▶ [Richiesta]
Puoi estrarre dall'articolo sui Queensryche il tratto che va da "Di certo non" fino a "nelle intenzioni …)", riportandolo senza alcuna modifica?

▶ [Testo della pagina]
·····
Premessa: i Queensryche sono, in assoluto, uno dei miei gruppi preferiti.
Ho ascoltato “
Operation: mindcrime” un numero incredibile di volte, anche più di tanti altri “classici” del
rock che però per motivi anagrafici non ho potuto “vivere” direttamente sulla pelle, come invece è successo con quello che considero un autentico capolavoro della musica, straordinariamente coinvolgente e ingegnoso, da accostare senza timori reverenziali a monumenti del calibro di “The wall” e “Quadrophenia”, proprio come fece Ben Liemer dalle prestigiose pagine di
Circus.
Antefatto: i Queensryche sono morti, andati, finiti. Hanno cessato di “esistere” come
band probabilmente nel momento stesso in cui hanno smesso d’imporre il “loro” suono, subendo la pressione delle regole del mercato (con “Here in the now frontier”, come argutamente rilevato dall’esimio collega Fabio Zampolini, su
Psycho!, se non erro …). Da lì in avanti, solo qualche scampolo di gradevole autocelebrazione e taluni spunti anche parecchio interessanti, ma di sicuro non la “vera” essenza di una formazione fino ad allora realmente rivoluzionaria.
L’eredità dei Queensryche è tuttora vacante.
Di certo non è in possesso di quella sorta di (molto competente, per ovvie ragioni …)
tribute-band che da qualche tempo porta a spasso impunemente un nome così autorevole e non è nemmeno nelle mani di un cantante che altrettanto spudoratamente decide di chiamare il suo nuovo progetto proprio nella stessa maniera di quel disco che molti sceglierebbero come l’unico da portarsi “sull’isola deserta”.
E, badate bene, in quest’affermazione non pesano le ripicche o i deliri egocentrici che hanno portato alla grottesca situazione, con i miei antichi “eroi” protagonisti di una
telenovela davvero indecorosa; la valutazione è (almeno nelle intenzioni …)
·····
▶ [Materiale fornito]

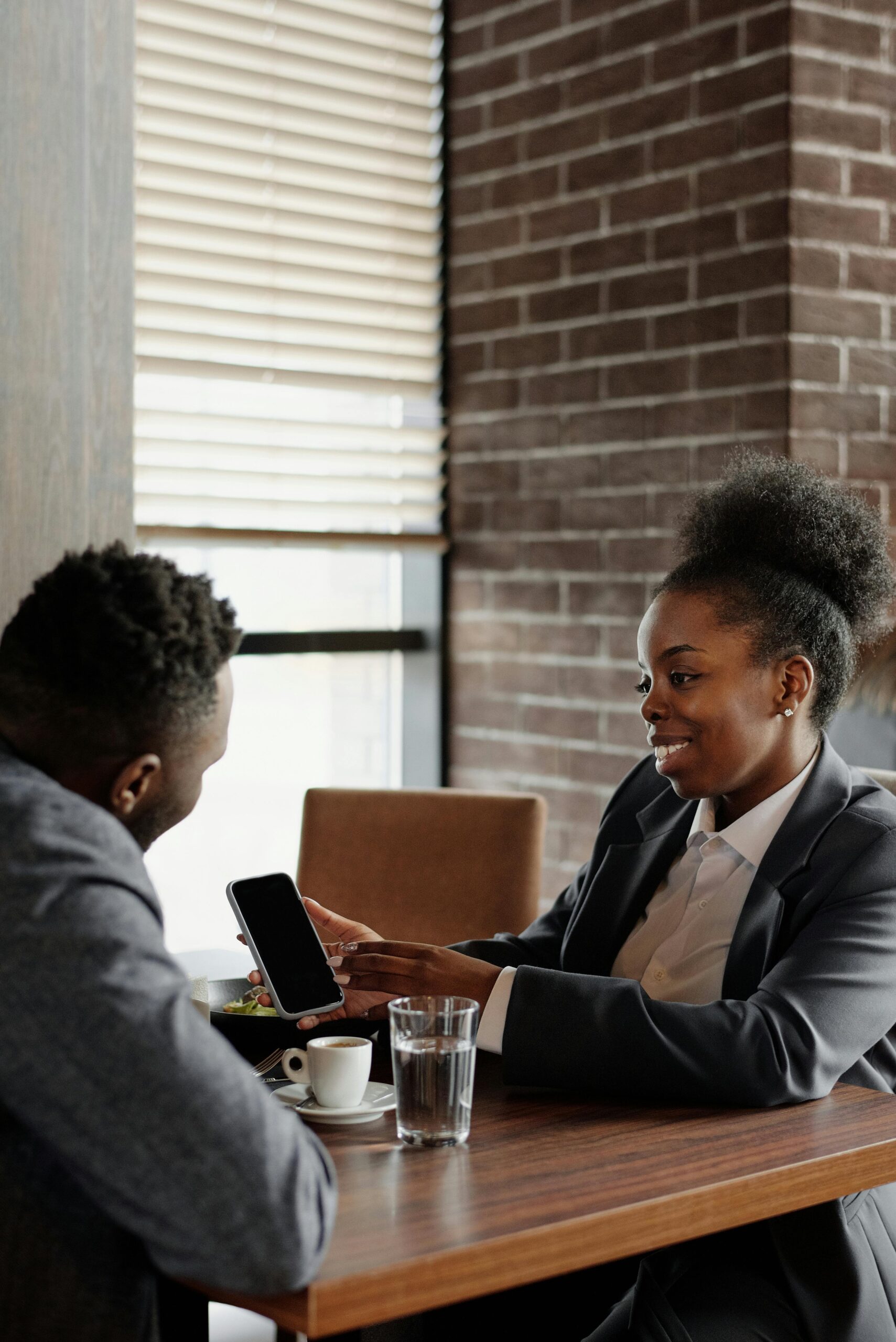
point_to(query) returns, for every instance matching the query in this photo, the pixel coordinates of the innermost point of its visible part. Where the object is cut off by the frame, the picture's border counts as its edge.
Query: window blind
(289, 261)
·····
▶ [Risultato finale]
Di certo non è in possesso di quella sorta di (molto competente, per ovvie ragioni …)
tribute-band che da qualche tempo porta a spasso impunemente un nome così autorevole e non è nemmeno nelle mani di un cantante che altrettanto spudoratamente decide di chiamare il suo nuovo progetto proprio nella stessa maniera di quel disco che molti sceglierebbero come l’unico da portarsi “sull’isola deserta”.
E, badate bene, in quest’affermazione non pesano le ripicche o i deliri egocentrici che hanno portato alla grottesca situazione, con i miei antichi “eroi” protagonisti di una
telenovela davvero indecorosa; la valutazione è (almeno nelle intenzioni …)